TO BE DONE:
Pull out every line of the listing below that contains the word "stool", and copy each one unchanged.

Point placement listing
>>>>
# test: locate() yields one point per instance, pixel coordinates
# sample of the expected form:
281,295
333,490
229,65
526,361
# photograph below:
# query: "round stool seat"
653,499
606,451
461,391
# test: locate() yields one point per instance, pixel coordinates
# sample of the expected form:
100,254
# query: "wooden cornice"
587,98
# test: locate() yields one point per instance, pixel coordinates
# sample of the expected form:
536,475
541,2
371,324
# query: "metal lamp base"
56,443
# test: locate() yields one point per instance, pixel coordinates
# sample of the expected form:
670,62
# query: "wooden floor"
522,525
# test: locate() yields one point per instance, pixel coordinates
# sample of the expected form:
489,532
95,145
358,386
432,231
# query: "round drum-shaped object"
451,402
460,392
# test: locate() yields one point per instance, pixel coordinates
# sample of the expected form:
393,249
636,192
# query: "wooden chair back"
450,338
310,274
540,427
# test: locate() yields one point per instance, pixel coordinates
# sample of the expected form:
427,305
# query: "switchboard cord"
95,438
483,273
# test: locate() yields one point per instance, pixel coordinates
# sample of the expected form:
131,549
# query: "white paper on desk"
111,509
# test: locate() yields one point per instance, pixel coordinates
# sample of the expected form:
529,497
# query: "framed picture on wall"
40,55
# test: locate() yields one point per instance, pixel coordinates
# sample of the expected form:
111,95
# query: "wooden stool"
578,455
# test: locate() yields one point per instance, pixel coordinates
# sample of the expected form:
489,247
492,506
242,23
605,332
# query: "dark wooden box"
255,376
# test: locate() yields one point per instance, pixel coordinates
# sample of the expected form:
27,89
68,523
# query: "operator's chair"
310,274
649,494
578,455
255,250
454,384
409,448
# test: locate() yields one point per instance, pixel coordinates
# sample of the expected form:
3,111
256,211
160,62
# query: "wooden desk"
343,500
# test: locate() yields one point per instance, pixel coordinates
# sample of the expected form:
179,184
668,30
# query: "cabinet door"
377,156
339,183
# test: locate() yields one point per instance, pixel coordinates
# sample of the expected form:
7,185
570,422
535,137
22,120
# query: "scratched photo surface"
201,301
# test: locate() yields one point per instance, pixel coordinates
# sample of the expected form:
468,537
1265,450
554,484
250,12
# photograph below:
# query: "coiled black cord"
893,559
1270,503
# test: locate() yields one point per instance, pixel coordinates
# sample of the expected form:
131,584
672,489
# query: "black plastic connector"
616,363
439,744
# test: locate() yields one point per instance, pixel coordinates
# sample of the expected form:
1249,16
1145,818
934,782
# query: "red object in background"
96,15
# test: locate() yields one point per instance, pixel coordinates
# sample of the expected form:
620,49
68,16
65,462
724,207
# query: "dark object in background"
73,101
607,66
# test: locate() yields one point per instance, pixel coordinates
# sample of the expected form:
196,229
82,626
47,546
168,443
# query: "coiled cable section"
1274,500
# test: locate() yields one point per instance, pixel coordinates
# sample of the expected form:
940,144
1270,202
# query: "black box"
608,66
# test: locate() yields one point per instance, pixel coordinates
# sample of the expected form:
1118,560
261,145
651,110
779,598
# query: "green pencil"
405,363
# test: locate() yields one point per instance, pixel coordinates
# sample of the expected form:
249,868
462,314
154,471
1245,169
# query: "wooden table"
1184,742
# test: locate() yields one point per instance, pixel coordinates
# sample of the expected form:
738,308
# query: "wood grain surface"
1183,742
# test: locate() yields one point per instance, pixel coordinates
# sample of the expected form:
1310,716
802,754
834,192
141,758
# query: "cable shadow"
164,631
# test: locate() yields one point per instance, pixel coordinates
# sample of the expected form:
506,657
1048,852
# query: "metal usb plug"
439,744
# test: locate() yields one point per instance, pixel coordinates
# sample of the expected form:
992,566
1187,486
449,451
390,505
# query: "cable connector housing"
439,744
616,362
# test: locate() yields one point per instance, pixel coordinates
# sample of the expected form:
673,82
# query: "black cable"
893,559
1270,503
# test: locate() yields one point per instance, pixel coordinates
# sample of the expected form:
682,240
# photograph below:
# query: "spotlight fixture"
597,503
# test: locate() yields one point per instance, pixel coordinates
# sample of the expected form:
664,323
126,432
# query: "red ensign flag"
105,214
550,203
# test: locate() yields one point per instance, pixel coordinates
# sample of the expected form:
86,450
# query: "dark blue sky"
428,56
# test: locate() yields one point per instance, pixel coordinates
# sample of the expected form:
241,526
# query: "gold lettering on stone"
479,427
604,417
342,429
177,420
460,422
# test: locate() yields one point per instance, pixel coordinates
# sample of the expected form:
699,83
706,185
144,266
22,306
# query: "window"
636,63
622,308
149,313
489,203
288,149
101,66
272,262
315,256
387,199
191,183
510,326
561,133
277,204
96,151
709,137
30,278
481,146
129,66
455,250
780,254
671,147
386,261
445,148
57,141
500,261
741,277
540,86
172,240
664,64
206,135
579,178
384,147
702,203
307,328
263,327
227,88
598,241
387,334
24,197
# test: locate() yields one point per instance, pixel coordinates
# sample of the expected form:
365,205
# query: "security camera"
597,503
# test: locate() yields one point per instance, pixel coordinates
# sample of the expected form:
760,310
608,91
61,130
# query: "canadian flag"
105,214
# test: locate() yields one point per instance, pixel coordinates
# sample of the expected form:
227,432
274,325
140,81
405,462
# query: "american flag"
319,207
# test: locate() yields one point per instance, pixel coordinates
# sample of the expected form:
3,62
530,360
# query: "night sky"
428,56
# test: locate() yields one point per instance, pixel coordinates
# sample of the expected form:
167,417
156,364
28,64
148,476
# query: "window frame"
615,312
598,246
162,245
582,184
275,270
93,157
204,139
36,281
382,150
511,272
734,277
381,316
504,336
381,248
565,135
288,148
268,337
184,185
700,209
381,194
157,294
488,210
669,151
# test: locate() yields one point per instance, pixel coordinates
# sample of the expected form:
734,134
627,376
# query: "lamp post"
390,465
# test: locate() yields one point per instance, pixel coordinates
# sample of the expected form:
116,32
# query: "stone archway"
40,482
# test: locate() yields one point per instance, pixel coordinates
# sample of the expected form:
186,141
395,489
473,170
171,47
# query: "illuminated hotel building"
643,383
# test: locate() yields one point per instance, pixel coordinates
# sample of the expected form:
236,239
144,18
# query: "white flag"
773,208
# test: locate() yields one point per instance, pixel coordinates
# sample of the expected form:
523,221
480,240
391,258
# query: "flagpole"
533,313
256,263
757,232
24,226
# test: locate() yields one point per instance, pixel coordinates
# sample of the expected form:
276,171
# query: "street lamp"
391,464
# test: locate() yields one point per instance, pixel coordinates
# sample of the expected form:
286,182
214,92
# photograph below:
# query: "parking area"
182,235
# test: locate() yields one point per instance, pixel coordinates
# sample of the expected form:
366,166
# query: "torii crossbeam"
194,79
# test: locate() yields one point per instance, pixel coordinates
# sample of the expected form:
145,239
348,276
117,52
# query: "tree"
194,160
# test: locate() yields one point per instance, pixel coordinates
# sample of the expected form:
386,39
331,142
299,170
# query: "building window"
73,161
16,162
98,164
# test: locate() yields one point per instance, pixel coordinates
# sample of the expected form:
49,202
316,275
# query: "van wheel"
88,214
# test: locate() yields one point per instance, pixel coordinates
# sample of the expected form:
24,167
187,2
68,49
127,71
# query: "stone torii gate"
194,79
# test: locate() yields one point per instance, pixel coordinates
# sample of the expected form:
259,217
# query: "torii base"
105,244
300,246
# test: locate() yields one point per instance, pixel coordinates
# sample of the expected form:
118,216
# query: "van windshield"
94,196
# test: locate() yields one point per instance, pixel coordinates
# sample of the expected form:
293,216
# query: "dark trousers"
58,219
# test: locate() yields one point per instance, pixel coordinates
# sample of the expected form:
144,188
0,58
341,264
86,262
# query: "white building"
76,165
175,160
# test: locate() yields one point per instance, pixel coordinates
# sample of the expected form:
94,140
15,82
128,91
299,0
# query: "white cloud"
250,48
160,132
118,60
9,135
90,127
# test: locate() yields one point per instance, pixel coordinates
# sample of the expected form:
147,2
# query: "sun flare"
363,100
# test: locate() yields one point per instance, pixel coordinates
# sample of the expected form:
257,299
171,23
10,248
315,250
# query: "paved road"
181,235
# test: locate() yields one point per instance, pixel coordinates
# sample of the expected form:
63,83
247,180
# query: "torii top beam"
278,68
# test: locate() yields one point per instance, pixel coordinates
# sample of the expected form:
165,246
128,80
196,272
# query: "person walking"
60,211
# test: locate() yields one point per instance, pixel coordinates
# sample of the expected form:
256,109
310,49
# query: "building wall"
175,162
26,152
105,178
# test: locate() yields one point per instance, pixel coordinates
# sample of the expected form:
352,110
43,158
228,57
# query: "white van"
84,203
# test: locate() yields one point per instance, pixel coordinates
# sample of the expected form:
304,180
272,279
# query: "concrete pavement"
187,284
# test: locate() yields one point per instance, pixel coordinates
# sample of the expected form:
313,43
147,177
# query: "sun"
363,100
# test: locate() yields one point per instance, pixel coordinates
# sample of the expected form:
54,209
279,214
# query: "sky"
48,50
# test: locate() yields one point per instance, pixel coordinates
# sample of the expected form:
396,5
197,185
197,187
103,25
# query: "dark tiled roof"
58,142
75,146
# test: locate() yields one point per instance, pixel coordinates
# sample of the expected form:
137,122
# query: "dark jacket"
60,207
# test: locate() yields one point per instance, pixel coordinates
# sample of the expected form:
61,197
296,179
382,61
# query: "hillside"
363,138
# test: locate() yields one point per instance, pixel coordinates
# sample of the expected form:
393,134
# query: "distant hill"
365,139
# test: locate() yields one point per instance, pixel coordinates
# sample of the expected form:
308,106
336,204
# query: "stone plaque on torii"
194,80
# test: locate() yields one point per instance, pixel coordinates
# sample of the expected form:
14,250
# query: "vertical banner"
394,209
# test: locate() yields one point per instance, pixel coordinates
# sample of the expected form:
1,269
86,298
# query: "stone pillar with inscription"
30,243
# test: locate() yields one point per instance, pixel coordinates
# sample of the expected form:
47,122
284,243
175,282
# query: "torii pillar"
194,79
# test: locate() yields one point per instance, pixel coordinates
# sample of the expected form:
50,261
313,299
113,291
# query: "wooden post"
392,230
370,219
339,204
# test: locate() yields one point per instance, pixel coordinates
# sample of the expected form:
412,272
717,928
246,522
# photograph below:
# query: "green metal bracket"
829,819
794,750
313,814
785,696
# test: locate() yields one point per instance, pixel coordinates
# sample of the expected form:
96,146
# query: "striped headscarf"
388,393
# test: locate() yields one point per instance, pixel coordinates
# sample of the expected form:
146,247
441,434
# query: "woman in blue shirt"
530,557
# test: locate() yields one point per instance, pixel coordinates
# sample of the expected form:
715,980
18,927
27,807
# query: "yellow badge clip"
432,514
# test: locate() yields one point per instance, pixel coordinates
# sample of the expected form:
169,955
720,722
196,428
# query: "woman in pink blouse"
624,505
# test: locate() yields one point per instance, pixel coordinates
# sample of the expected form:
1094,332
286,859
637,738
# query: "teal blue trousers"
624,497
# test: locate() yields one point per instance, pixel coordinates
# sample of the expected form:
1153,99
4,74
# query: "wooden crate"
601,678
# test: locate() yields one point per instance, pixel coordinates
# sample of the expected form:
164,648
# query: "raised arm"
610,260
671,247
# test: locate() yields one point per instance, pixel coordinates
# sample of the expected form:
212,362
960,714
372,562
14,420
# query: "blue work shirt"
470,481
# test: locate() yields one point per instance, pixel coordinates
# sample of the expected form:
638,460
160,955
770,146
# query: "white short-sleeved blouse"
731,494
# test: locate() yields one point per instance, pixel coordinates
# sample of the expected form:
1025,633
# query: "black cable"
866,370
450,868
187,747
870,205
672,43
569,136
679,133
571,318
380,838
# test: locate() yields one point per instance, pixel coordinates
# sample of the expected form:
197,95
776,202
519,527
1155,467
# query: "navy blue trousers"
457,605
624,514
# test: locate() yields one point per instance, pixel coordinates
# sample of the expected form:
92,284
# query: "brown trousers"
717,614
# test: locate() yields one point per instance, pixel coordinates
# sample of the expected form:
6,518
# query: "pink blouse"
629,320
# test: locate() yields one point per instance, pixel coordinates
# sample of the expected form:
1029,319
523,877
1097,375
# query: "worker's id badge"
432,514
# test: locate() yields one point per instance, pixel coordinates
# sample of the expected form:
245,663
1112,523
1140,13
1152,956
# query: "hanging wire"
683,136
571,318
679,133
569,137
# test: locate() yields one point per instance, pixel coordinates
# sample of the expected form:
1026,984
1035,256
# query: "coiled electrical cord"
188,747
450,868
<<<<
RESPONSE BELOW:
# query: "round stool seat"
# query: "wooden stool"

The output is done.